═══ DOCUMENT SECTION
Data Science Capstone Project

Beecher Adams
January 28, 2018

The data science capstone project involves designing a predictive text model
A user enters one or more words and the model predicts possible next words
Natural Language Processing (NLP) techniques are used
The model is “trained” using a large set of sample text from news articles, twitter feeds, and blogs

Study and learn the basics of Natural Language Processing and Text Mining
Specifically learn how to use the Text Mining (tm) and ngram packages
Data Cleaning involved “bad word”, white space, modified punctuation, and number removal, leveraging tm
Random sampling (rbinom) of data sets used to keep file sizes and performance reasonable
Leveraged ngram to calculate the 1, 2, 3, 4, and 5 word ngrams
As ngram lacked way to get computed ngrams in useable dataframe, wrote custom parsing routine

The product is implemented as a Shiny app
After the user enters text, the product predicts up to 3 possible next words, ranked by their likelihood score
The product includes a prediction model with 1 thru 5 ngrams
For entries longer than 5 words it only considers the last 5 words
If no match is found for the largest word count, it backs off one word at a time until a match is found
The score for each predicted word is computed using Stupid Backoff smoothing with alpha value 0.4

Model performance was tested using benchmark.r as referenced in the course Discussion Forum
- Overall top-3 score: 9.55 %
- Overall top-1 precision: 7.22 %
- Overall top-3 precision: 11.51 %
- Avg runtime: 61.29 msec, Total memory: 115.19 MB
The results could be improved by using a larger sample size from the input text.
The limiting factor I encountered to using larger data sets was the custom routine to parse the ngram into a useable dataframe
It took well over a day of computation for the sizes I used
══════
═══ DATA SHOWN
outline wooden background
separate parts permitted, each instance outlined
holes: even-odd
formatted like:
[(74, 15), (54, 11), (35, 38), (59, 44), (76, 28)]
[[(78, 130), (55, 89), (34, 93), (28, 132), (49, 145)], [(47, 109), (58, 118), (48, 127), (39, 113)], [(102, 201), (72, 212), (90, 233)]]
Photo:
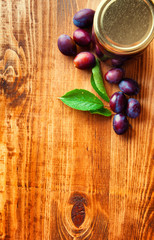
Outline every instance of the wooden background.
[[(112, 118), (58, 100), (94, 92), (90, 71), (75, 69), (57, 38), (99, 2), (0, 1), (0, 239), (152, 239), (154, 42), (124, 65), (142, 105), (125, 135)], [(118, 89), (105, 85), (110, 96)]]

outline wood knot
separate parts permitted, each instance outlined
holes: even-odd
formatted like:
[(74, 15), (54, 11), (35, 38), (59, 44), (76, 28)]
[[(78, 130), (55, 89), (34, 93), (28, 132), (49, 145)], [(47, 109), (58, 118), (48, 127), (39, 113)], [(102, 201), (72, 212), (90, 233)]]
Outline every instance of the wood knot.
[(0, 60), (0, 89), (10, 104), (18, 105), (18, 99), (26, 96), (27, 76), (26, 58), (22, 47), (18, 52), (7, 49), (4, 58)]
[(79, 194), (74, 194), (70, 198), (70, 203), (74, 204), (71, 211), (71, 218), (74, 225), (79, 228), (85, 220), (85, 207), (87, 205), (87, 200), (84, 196)]

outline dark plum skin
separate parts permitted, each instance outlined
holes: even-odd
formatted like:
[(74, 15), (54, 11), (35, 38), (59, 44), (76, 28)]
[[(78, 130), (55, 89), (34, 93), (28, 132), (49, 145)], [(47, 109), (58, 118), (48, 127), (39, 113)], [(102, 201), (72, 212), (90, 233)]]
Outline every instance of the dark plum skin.
[(76, 44), (78, 44), (79, 46), (82, 46), (82, 47), (88, 46), (91, 42), (90, 34), (83, 29), (77, 29), (73, 33), (73, 39), (76, 42)]
[(123, 64), (123, 60), (120, 59), (111, 59), (111, 63), (113, 67), (120, 67)]
[(105, 74), (105, 80), (110, 83), (119, 83), (124, 76), (124, 70), (122, 68), (112, 68)]
[(140, 90), (138, 83), (130, 78), (123, 79), (119, 83), (119, 88), (122, 92), (129, 96), (138, 94)]
[(95, 41), (95, 32), (94, 32), (94, 28), (92, 28), (91, 41), (92, 41), (92, 43), (93, 43), (93, 46), (95, 46), (96, 41)]
[(127, 105), (127, 99), (122, 92), (115, 92), (110, 98), (110, 108), (113, 112), (121, 113)]
[(77, 54), (77, 48), (74, 40), (66, 35), (62, 34), (58, 38), (58, 48), (66, 56), (75, 56)]
[(79, 69), (93, 68), (95, 64), (95, 56), (90, 52), (81, 52), (74, 59), (74, 66)]
[(79, 28), (91, 27), (95, 11), (89, 8), (81, 9), (73, 17), (73, 23)]
[(118, 134), (121, 135), (127, 131), (129, 127), (129, 122), (125, 115), (118, 113), (113, 118), (113, 129)]
[(97, 44), (95, 45), (95, 52), (96, 52), (97, 57), (99, 57), (99, 58), (104, 57), (104, 54), (101, 52), (101, 50), (99, 49)]
[(140, 112), (141, 112), (140, 103), (134, 98), (129, 98), (126, 110), (127, 116), (130, 118), (136, 118), (140, 115)]

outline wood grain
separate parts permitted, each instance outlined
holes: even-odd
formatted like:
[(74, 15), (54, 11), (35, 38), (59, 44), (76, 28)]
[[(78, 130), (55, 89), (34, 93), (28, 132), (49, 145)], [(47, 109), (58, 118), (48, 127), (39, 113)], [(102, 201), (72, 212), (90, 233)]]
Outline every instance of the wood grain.
[[(57, 38), (99, 2), (0, 1), (0, 239), (153, 239), (154, 42), (124, 65), (142, 105), (124, 136), (112, 118), (58, 100), (94, 92), (90, 71), (75, 69)], [(105, 85), (109, 95), (118, 89)]]

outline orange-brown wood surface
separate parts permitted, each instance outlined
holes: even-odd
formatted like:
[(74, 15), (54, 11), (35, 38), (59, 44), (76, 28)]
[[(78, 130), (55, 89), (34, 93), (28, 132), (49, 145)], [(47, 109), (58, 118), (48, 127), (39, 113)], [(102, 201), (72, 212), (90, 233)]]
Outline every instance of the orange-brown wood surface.
[[(0, 239), (152, 240), (154, 42), (124, 64), (142, 106), (125, 135), (112, 117), (58, 99), (74, 88), (94, 93), (90, 71), (76, 69), (57, 38), (72, 36), (73, 15), (99, 2), (0, 1)], [(110, 96), (118, 90), (105, 85)]]

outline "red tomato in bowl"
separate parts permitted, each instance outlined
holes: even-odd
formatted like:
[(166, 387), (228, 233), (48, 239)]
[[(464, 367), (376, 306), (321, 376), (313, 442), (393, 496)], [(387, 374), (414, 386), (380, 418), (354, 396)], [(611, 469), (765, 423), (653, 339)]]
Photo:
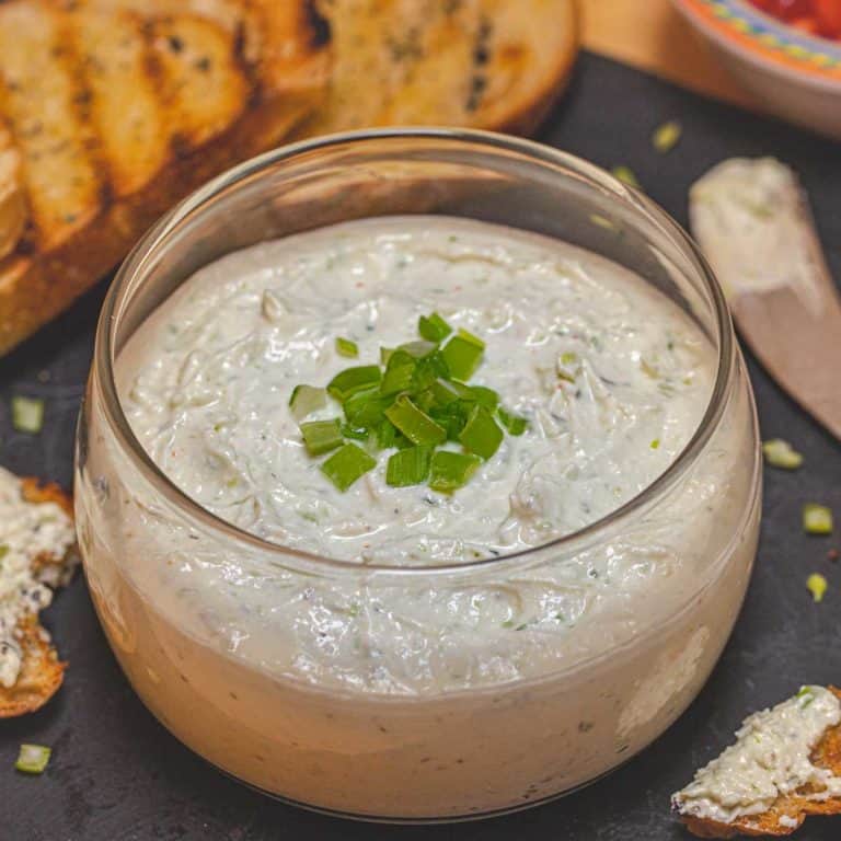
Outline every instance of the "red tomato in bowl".
[(841, 0), (750, 0), (757, 9), (809, 35), (841, 38)]

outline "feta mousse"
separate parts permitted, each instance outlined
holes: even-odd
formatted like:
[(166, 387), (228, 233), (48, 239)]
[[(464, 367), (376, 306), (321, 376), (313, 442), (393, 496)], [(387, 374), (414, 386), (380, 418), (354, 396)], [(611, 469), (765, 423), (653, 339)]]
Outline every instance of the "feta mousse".
[(290, 799), (456, 817), (572, 788), (679, 714), (740, 604), (758, 460), (733, 365), (687, 469), (611, 520), (716, 383), (716, 346), (652, 285), (447, 217), (223, 256), (115, 366), (140, 447), (212, 519), (90, 434), (103, 624), (164, 724)]

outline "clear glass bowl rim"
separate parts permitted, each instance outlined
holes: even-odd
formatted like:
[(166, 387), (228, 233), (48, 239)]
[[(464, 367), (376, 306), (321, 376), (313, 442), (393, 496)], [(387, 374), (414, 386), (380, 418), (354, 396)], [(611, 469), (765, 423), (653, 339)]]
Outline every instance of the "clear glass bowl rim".
[[(630, 206), (634, 212), (645, 217), (648, 223), (658, 228), (660, 233), (666, 234), (681, 253), (689, 257), (690, 264), (698, 268), (713, 307), (718, 359), (715, 383), (710, 401), (698, 428), (687, 446), (668, 469), (654, 482), (606, 517), (596, 520), (584, 529), (555, 538), (546, 543), (489, 558), (481, 558), (461, 564), (437, 564), (423, 567), (393, 566), (390, 564), (360, 565), (354, 561), (342, 561), (265, 541), (217, 517), (182, 492), (146, 452), (123, 412), (114, 377), (114, 339), (120, 323), (118, 314), (120, 306), (131, 280), (138, 275), (142, 277), (146, 266), (157, 260), (161, 252), (168, 247), (172, 232), (181, 223), (188, 220), (191, 215), (203, 208), (206, 203), (212, 200), (219, 193), (237, 185), (244, 178), (254, 176), (261, 171), (289, 161), (297, 155), (327, 150), (338, 146), (347, 146), (348, 143), (361, 145), (369, 140), (388, 141), (405, 140), (407, 138), (428, 140), (430, 142), (447, 141), (452, 143), (463, 141), (474, 146), (484, 146), (488, 151), (503, 150), (514, 152), (525, 155), (535, 163), (561, 166), (574, 172), (577, 177), (595, 184), (601, 191), (609, 192), (618, 201)], [(142, 279), (140, 283), (142, 283)], [(511, 565), (528, 563), (535, 555), (548, 549), (574, 553), (579, 549), (590, 545), (607, 532), (612, 531), (641, 509), (654, 505), (666, 496), (669, 489), (695, 463), (718, 427), (729, 398), (733, 377), (735, 376), (735, 336), (729, 310), (724, 292), (715, 279), (712, 269), (689, 234), (659, 205), (638, 191), (629, 188), (618, 178), (595, 164), (588, 163), (568, 152), (563, 152), (532, 140), (475, 129), (445, 127), (383, 128), (326, 135), (278, 147), (211, 178), (161, 217), (143, 234), (125, 258), (107, 291), (96, 326), (92, 377), (100, 388), (104, 417), (122, 452), (127, 454), (133, 466), (141, 473), (143, 479), (163, 498), (172, 504), (181, 514), (185, 515), (187, 519), (198, 523), (201, 530), (217, 533), (227, 540), (246, 545), (252, 550), (260, 550), (269, 557), (275, 556), (278, 563), (284, 566), (289, 565), (290, 560), (293, 558), (303, 566), (322, 573), (329, 571), (334, 573), (354, 572), (357, 574), (360, 572), (366, 574), (380, 572), (401, 577), (417, 577), (435, 574), (464, 574), (491, 567), (494, 571), (499, 571)]]

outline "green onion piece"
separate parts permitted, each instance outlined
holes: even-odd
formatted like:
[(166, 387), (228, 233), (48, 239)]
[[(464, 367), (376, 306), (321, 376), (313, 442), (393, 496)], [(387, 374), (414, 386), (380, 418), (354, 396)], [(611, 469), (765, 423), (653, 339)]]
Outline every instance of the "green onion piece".
[(484, 385), (470, 385), (469, 388), (472, 399), (480, 406), (484, 406), (493, 412), (499, 405), (499, 395), (493, 389), (485, 388)]
[(382, 419), (390, 401), (380, 394), (378, 387), (364, 389), (352, 394), (342, 406), (347, 423), (352, 426), (376, 426)]
[(332, 420), (310, 420), (301, 424), (301, 435), (307, 452), (310, 456), (321, 456), (342, 446), (342, 427), (338, 418)]
[(803, 530), (807, 534), (831, 534), (832, 511), (826, 505), (806, 503), (803, 506)]
[(383, 418), (377, 427), (377, 446), (381, 450), (388, 450), (395, 446), (398, 439), (398, 427), (388, 418)]
[(385, 468), (385, 483), (392, 487), (408, 487), (426, 482), (431, 458), (431, 447), (411, 447), (407, 450), (399, 450), (389, 459)]
[(24, 774), (43, 774), (53, 749), (46, 745), (21, 745), (14, 768)]
[(452, 333), (452, 327), (437, 313), (422, 315), (417, 320), (417, 332), (427, 342), (443, 342)]
[(19, 433), (37, 435), (44, 427), (44, 401), (39, 398), (12, 398), (12, 426)]
[(499, 418), (499, 423), (508, 430), (509, 435), (522, 435), (529, 426), (529, 422), (525, 417), (514, 415), (502, 406), (497, 410), (496, 416)]
[(337, 373), (329, 383), (327, 391), (339, 402), (344, 403), (357, 391), (379, 385), (382, 373), (377, 365), (361, 365), (357, 368), (346, 368)]
[(468, 452), (489, 459), (503, 442), (503, 430), (484, 406), (473, 406), (459, 440)]
[(611, 172), (613, 177), (619, 178), (623, 184), (640, 189), (640, 181), (630, 166), (614, 166)]
[(357, 479), (376, 466), (377, 460), (372, 459), (365, 450), (355, 443), (346, 443), (321, 465), (321, 472), (339, 491), (347, 491)]
[(424, 359), (430, 356), (438, 349), (438, 345), (435, 342), (406, 342), (403, 345), (398, 345), (398, 350), (402, 350), (404, 354), (408, 354), (413, 359)]
[(811, 598), (816, 601), (823, 601), (823, 596), (827, 592), (827, 579), (820, 573), (813, 573), (806, 579), (806, 587), (811, 594)]
[(670, 152), (679, 142), (683, 128), (677, 119), (670, 119), (661, 126), (657, 126), (652, 135), (652, 145), (661, 154)]
[(385, 410), (385, 417), (412, 443), (436, 445), (447, 440), (447, 430), (422, 412), (405, 394), (401, 394), (394, 404)]
[(803, 456), (782, 438), (772, 438), (762, 443), (762, 453), (772, 468), (797, 470), (803, 464)]
[(415, 376), (417, 362), (411, 361), (406, 365), (389, 366), (385, 376), (380, 383), (381, 394), (398, 394), (401, 391), (408, 391), (412, 380)]
[(370, 434), (370, 429), (367, 426), (342, 424), (342, 435), (345, 438), (353, 438), (355, 441), (367, 441)]
[(339, 356), (357, 357), (359, 356), (359, 346), (349, 338), (337, 338), (336, 353)]
[(481, 463), (475, 456), (438, 450), (433, 456), (429, 487), (441, 494), (451, 494), (468, 484)]
[(461, 396), (457, 385), (460, 385), (460, 383), (449, 382), (448, 380), (438, 378), (429, 384), (429, 392), (439, 406), (448, 406)]
[(313, 385), (296, 385), (292, 389), (292, 395), (289, 398), (289, 408), (292, 411), (292, 417), (299, 422), (313, 412), (324, 408), (326, 405), (327, 392)]
[(450, 373), (462, 382), (466, 382), (479, 368), (484, 353), (484, 343), (465, 330), (460, 330), (441, 350), (443, 361)]

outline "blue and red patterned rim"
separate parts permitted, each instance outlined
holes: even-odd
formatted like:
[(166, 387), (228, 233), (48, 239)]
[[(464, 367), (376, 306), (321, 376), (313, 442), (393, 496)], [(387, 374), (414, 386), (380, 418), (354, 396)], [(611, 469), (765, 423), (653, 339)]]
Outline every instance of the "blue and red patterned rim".
[(711, 36), (765, 64), (815, 80), (841, 82), (841, 44), (786, 26), (747, 0), (679, 0)]

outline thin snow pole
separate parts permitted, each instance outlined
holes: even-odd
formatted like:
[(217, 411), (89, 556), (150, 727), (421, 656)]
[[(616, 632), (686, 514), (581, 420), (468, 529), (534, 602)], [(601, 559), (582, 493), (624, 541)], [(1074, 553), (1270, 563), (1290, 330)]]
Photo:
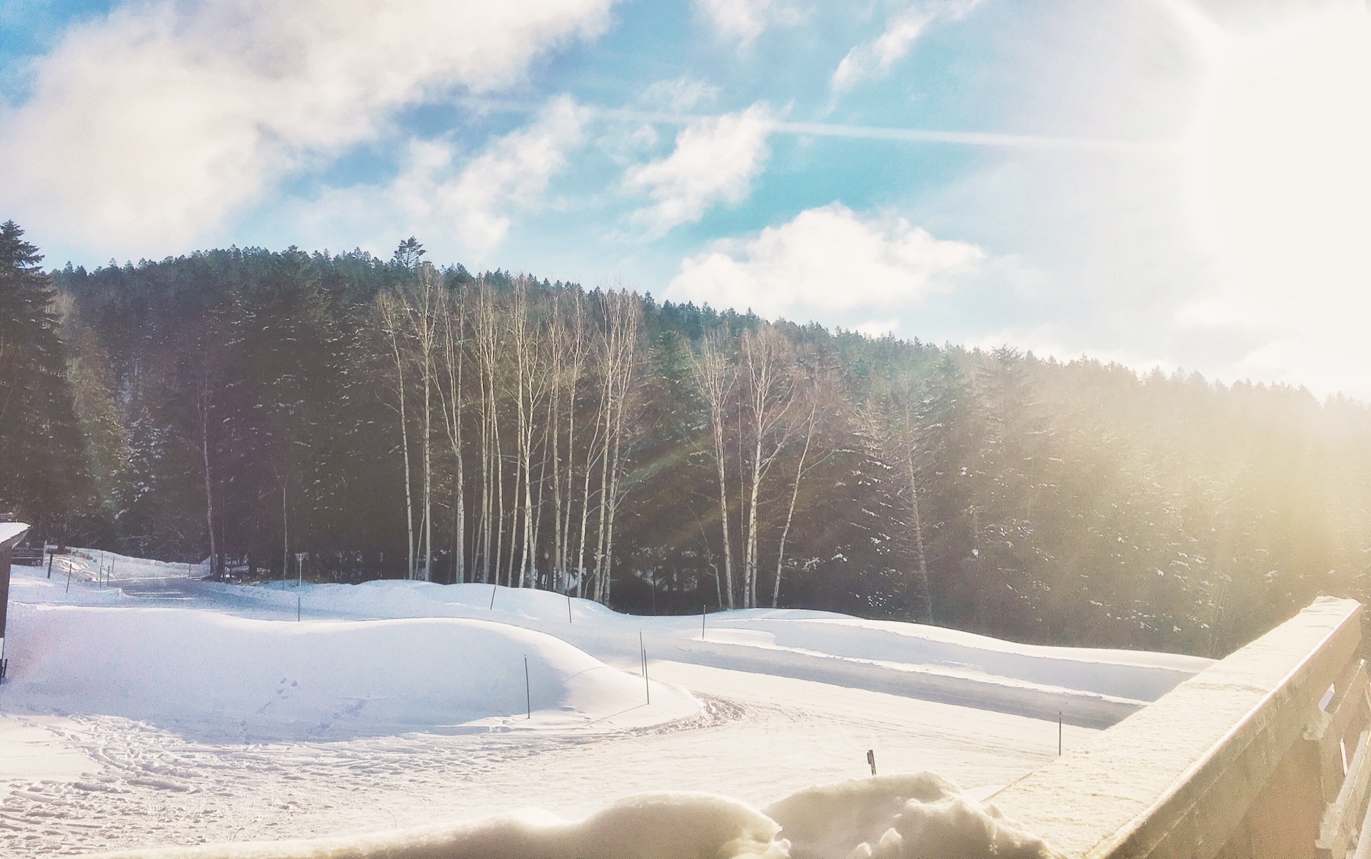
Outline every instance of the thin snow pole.
[(643, 692), (647, 693), (647, 703), (653, 703), (653, 686), (647, 680), (647, 648), (643, 645), (643, 630), (638, 630), (638, 653), (643, 658)]

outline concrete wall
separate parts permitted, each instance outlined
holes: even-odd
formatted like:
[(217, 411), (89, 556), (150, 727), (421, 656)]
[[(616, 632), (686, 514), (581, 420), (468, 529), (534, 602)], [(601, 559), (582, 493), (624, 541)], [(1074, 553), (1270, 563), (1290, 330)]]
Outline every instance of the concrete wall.
[(1345, 859), (1371, 781), (1360, 621), (1322, 597), (991, 801), (1082, 859)]

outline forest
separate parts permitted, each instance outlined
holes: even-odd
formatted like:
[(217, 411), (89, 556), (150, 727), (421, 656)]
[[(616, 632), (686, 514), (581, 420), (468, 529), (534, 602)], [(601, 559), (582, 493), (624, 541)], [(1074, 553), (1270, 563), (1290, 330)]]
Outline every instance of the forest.
[(23, 236), (0, 512), (60, 545), (1206, 656), (1371, 584), (1353, 399), (472, 274), (414, 238), (88, 271)]

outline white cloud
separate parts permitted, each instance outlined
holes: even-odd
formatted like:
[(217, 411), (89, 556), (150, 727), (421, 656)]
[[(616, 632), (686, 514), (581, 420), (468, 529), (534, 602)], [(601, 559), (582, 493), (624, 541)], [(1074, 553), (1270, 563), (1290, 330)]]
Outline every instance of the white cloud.
[(1209, 36), (1189, 190), (1216, 284), (1176, 314), (1238, 333), (1220, 370), (1371, 396), (1371, 19), (1355, 5)]
[(95, 248), (177, 249), (404, 104), (517, 81), (614, 1), (130, 1), (73, 26), (0, 112), (19, 166), (0, 206)]
[(790, 25), (799, 14), (788, 0), (696, 0), (696, 8), (723, 38), (746, 47), (772, 23)]
[(899, 323), (890, 314), (953, 288), (984, 259), (976, 245), (934, 238), (903, 218), (831, 203), (681, 260), (665, 296), (886, 332)]
[(880, 36), (847, 52), (838, 63), (829, 86), (834, 92), (846, 92), (858, 81), (884, 74), (905, 59), (930, 23), (939, 18), (960, 21), (979, 3), (980, 0), (925, 0), (895, 12)]
[[(465, 163), (446, 141), (411, 140), (388, 185), (329, 189), (293, 204), (289, 222), (333, 245), (345, 238), (385, 248), (398, 234), (414, 234), (432, 251), (483, 264), (509, 233), (511, 215), (542, 204), (568, 151), (584, 138), (585, 121), (585, 110), (561, 96), (532, 125), (491, 141)], [(377, 236), (378, 227), (396, 233)]]
[(714, 203), (742, 203), (766, 162), (766, 137), (775, 125), (776, 115), (765, 103), (690, 123), (676, 136), (669, 156), (624, 174), (627, 190), (655, 201), (635, 218), (659, 234), (699, 221)]

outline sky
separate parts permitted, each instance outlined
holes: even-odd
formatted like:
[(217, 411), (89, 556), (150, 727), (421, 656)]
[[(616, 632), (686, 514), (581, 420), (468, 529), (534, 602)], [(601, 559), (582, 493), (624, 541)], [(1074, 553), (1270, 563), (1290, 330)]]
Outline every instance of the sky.
[(1371, 399), (1366, 0), (5, 0), (0, 219)]

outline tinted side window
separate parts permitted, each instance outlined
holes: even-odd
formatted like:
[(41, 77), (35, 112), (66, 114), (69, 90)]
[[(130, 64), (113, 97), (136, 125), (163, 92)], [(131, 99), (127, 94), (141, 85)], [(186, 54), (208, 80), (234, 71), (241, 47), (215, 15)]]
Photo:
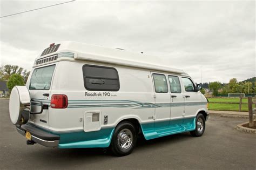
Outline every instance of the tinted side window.
[(183, 83), (185, 90), (186, 90), (186, 91), (194, 92), (194, 84), (190, 79), (186, 77), (183, 77), (182, 82)]
[(154, 83), (154, 90), (157, 93), (168, 92), (168, 86), (165, 76), (163, 74), (153, 74)]
[(117, 91), (119, 90), (117, 71), (112, 67), (85, 65), (84, 87), (88, 90)]
[(177, 76), (168, 76), (168, 78), (169, 79), (171, 92), (180, 93), (181, 92), (181, 87), (180, 86), (179, 78)]
[(35, 69), (30, 79), (29, 90), (49, 90), (55, 69), (55, 65), (52, 65)]

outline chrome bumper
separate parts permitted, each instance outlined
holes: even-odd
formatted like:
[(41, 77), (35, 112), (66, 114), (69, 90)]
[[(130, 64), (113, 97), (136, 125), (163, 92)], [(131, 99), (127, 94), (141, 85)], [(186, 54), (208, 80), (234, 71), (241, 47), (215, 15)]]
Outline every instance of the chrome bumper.
[[(25, 136), (26, 133), (26, 130), (22, 128), (22, 126), (17, 127), (17, 131), (19, 133), (21, 134), (23, 136)], [(38, 129), (38, 131), (41, 131)], [(29, 132), (29, 130), (28, 130)], [(46, 132), (45, 132), (46, 133)], [(39, 144), (42, 145), (43, 145), (46, 147), (57, 147), (59, 145), (59, 139), (58, 140), (45, 140), (40, 138), (38, 137), (36, 137), (36, 134), (31, 133), (31, 140), (35, 141), (37, 144)]]

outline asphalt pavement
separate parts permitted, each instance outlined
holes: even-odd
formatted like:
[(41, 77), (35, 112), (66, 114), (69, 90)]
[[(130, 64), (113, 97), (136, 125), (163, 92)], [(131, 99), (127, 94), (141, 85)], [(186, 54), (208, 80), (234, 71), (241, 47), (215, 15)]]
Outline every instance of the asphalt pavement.
[(116, 157), (101, 148), (26, 145), (10, 121), (9, 100), (0, 99), (0, 169), (256, 169), (256, 135), (234, 129), (245, 119), (211, 115), (201, 137), (141, 138), (132, 154)]

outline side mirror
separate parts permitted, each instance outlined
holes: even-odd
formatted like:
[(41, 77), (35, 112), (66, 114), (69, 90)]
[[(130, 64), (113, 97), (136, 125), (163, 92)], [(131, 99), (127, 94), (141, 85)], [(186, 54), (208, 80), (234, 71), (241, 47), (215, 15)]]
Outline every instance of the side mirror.
[(200, 83), (200, 84), (197, 84), (197, 91), (199, 91), (201, 89), (202, 89), (202, 84)]

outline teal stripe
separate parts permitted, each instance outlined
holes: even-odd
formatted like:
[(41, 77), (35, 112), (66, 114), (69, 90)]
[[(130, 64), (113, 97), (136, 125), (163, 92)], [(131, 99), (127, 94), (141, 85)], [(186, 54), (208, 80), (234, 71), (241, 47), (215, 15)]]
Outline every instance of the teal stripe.
[(75, 53), (69, 52), (62, 52), (58, 54), (58, 58), (61, 57), (70, 57), (74, 58)]
[[(49, 104), (50, 103), (50, 100), (35, 99), (32, 100), (34, 103), (36, 102), (43, 101), (44, 104)], [(68, 108), (82, 108), (82, 107), (127, 107), (132, 108), (148, 108), (154, 107), (181, 107), (190, 106), (204, 105), (207, 104), (207, 102), (180, 102), (180, 103), (162, 103), (153, 104), (151, 103), (141, 103), (133, 100), (69, 100)], [(39, 104), (36, 103), (35, 105)]]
══════
**WHAT YOU NEED TO DO**:
[a] Answer these questions from the capstone project summary, one line each:
(i) What alpha value does the Stupid Backoff smoothing use?
(ii) Which method was used to sample the data sets so that file sizes and performance stayed reasonable?
(iii) What average runtime did the benchmark report?
[b] For each statement, say yes or no according to the capstone project summary, and quote the words that decide it:
(i) The app suggests up to five possible next words.
(ii) The model was trained on sample text from news articles, twitter feeds, and blogs.
(iii) The overall top-1 precision was higher than the overall top-3 precision.

**SOLUTION SET**:
[a]
(i) 0.4
(ii) Random sampling (rbinom)
(iii) 61.29 msec

[b]
(i) No: "the product predicts up to 3 possible next words, ranked by their likelihood score"
(ii) Yes: "a large set of sample text from news articles, twitter feeds, and blogs"
(iii) No: "Overall top-1 precision: 7.22 %" and "Overall top-3 precision: 11.51 %"